PASSAGE TO READ –
Classy Holiday Wine Picks for Every Scenario

Drink Lists wine
Classy Holiday Wine Picks for Every Scenario

Along with family baggage and dubious Fair Isle sweaters, the winter holidays bring a uniquely baffling array of gifting litmus tests. The good news is, wine is a viable response to quite a lot of those tests (it can sometimes send a strange message to a preschool teacher or a delivery truck driver … but certainly not always). The less good news (and also the best news) is that there truly is something for everyone.

RAW DATA –
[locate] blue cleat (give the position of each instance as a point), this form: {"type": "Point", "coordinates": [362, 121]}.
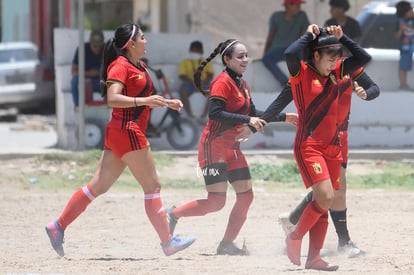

EXERCISE OBJECTIVE –
Can you echo the holiday wine picks text back in full, word for word? The lines come from a separate source.

TASK OUTPUT –
Classy Holiday Wine Picks for Every Scenario

Drink Lists wine
Classy Holiday Wine Picks for Every Scenario

Along with family baggage and dubious Fair Isle sweaters, the winter holidays bring a uniquely baffling array of gifting litmus tests. The good news is, wine is a viable response to quite a lot of those tests (it can sometimes send a strange message to a preschool teacher or a delivery truck driver … but certainly not always). The less good news (and also the best news) is that there truly is something for everyone.